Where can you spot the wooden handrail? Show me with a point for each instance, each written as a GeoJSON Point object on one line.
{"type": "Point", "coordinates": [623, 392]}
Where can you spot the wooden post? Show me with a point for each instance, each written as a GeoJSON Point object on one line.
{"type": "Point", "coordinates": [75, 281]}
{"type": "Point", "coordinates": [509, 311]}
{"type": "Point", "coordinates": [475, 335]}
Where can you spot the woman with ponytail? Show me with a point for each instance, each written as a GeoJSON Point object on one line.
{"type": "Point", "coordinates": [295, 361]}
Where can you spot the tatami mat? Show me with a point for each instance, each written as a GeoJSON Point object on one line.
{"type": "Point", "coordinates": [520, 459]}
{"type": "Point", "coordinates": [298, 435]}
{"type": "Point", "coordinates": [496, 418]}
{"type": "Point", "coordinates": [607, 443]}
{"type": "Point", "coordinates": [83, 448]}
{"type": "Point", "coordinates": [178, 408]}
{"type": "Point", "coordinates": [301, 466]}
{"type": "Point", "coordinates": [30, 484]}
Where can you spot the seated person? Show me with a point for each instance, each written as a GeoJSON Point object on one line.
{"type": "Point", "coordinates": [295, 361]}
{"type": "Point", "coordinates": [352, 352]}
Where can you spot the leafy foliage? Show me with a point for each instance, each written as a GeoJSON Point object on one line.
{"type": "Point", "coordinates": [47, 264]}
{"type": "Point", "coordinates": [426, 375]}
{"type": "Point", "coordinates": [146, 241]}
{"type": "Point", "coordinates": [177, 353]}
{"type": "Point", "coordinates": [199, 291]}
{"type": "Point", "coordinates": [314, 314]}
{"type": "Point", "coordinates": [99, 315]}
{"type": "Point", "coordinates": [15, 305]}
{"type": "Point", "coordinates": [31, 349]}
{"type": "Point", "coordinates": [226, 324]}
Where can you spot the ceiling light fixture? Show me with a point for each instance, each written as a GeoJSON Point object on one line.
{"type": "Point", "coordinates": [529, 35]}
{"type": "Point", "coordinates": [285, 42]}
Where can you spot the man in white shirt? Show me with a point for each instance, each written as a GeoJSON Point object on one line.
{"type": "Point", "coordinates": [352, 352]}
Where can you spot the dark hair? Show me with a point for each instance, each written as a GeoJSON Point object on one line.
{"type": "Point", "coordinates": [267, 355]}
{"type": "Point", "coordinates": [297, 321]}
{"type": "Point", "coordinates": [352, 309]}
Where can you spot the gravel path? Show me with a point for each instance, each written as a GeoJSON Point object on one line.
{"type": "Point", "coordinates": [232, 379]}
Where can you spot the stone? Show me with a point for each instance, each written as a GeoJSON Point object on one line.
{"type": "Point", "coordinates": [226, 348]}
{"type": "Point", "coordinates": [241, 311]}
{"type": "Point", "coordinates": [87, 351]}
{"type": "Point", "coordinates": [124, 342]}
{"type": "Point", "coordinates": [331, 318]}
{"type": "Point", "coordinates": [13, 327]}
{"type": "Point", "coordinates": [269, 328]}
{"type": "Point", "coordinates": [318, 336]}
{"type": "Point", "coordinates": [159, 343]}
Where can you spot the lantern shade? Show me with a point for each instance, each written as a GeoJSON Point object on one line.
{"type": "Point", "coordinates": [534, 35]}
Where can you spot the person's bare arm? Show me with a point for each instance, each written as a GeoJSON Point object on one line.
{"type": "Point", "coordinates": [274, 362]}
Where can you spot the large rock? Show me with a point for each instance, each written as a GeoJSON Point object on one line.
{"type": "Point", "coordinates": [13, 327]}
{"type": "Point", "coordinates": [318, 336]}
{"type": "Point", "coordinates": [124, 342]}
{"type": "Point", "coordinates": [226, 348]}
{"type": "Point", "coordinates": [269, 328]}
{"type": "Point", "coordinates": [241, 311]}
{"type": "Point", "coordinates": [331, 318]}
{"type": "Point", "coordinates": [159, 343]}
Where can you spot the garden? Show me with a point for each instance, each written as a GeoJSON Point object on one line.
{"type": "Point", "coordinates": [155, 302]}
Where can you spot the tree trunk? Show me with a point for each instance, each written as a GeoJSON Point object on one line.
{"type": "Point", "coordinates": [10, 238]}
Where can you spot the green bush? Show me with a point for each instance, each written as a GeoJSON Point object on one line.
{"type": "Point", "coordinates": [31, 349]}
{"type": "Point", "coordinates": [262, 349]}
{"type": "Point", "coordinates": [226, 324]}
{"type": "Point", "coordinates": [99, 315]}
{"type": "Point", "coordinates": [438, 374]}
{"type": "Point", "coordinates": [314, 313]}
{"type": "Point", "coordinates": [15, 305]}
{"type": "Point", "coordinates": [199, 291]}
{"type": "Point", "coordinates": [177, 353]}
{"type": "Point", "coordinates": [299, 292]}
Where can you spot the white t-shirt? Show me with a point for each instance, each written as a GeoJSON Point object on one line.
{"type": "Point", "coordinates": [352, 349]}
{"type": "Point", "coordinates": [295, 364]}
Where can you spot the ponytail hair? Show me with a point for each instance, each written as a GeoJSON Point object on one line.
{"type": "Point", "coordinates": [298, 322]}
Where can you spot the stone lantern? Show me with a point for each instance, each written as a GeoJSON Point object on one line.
▬▬▬
Quote only the lines from the line containing "Where can you spot the tree" through the end of the listing, please, keeping both the first and the last line.

Where can you spot the tree trunk? Show me with a point for each instance, each written as a GeoJSON Point object on one line.
{"type": "Point", "coordinates": [10, 238]}
Where can you spot the green bush? Show me with a point for each instance, each written as a GeoJSON Point object on one line.
{"type": "Point", "coordinates": [31, 349]}
{"type": "Point", "coordinates": [262, 349]}
{"type": "Point", "coordinates": [226, 324]}
{"type": "Point", "coordinates": [99, 315]}
{"type": "Point", "coordinates": [438, 374]}
{"type": "Point", "coordinates": [314, 313]}
{"type": "Point", "coordinates": [15, 305]}
{"type": "Point", "coordinates": [199, 291]}
{"type": "Point", "coordinates": [177, 353]}
{"type": "Point", "coordinates": [299, 292]}
Where can you spot the white t-shirt? Show me with a point for each instance, each written as a GeoJSON Point object on one line.
{"type": "Point", "coordinates": [352, 349]}
{"type": "Point", "coordinates": [295, 364]}
Where can you spot the ponytail hair? Show me with a point for each instance, each written as a GeoJSON Point object on one line.
{"type": "Point", "coordinates": [298, 322]}
Where can you spot the stone lantern? Show me with a point for each instance, each written as a GeoJSON Point object on one line.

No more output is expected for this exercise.